- [DATA TO USE]:

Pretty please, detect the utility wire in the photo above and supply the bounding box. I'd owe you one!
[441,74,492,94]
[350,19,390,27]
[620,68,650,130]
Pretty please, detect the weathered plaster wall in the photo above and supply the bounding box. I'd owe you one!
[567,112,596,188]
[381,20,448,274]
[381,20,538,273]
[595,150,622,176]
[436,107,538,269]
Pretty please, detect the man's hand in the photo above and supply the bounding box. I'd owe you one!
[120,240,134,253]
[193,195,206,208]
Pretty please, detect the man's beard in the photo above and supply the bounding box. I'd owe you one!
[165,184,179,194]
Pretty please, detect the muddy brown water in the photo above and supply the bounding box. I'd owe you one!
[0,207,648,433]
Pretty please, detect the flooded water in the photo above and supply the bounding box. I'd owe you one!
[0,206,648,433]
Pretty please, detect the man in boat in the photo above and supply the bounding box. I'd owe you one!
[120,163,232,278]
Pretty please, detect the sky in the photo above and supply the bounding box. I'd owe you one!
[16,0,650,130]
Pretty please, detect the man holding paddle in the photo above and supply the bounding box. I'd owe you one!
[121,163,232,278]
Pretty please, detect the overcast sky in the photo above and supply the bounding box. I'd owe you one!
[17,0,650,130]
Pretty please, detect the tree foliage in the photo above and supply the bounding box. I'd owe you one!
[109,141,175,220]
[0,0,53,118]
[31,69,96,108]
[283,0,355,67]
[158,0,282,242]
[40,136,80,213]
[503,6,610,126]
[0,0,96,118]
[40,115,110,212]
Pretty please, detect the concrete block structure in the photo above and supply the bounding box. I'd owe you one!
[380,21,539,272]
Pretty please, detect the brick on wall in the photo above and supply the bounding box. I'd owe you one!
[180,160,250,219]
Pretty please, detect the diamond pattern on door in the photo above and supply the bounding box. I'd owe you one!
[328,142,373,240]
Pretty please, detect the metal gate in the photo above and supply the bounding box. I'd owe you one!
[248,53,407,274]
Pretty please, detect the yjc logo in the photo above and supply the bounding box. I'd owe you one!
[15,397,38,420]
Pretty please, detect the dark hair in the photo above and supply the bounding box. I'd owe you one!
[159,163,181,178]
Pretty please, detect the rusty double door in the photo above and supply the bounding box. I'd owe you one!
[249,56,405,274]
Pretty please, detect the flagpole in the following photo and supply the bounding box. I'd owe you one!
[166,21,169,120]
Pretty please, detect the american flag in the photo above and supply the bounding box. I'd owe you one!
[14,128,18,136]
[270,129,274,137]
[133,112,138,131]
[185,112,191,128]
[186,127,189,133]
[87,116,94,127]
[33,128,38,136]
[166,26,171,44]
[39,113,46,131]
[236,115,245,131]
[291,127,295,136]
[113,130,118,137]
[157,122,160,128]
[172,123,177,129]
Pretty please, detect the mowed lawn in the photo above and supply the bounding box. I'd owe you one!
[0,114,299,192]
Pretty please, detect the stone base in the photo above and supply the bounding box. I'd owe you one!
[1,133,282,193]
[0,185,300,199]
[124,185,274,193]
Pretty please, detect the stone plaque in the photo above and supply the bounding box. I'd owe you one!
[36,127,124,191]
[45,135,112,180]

- [ASSIGNMENT]: Copy over exactly the lines above from the one with "Pretty please, detect the dark" to the last, both included, and no others.

- [TASK SOLUTION]:
Pretty please, detect the dark hair in the photo above and supply the bounding box. I'd owe you one!
[159,163,181,178]
Pretty please, detect the rusty double door in the photo above and supply the bounding box. I'd owe you one!
[249,56,405,274]
Pretty please, detect the flagpole in the following photo and supply the bounding box. I'd owe you one!
[166,21,169,120]
Pretty please, detect the american flag in the photo above and supply the bounding box. I'd owe you one!
[14,128,18,136]
[270,129,274,137]
[133,112,138,131]
[185,112,191,128]
[186,127,189,133]
[87,116,94,127]
[33,128,38,136]
[166,26,171,44]
[39,113,46,131]
[236,115,245,131]
[291,127,295,136]
[113,130,118,137]
[157,122,160,128]
[172,123,177,129]
Pretty please, detect the mowed lawn in the photo above and supply the bounding box. I'd owe you one!
[0,114,299,192]
Pretty please, detect the stone base in the photo above and supply the bounding box. I'd owe you one!
[1,133,282,193]
[0,185,300,199]
[124,185,274,193]
Pretty please, detect the stone plaque in the photo above and supply the bounding box. I'd owe you one!
[36,127,124,191]
[45,135,112,180]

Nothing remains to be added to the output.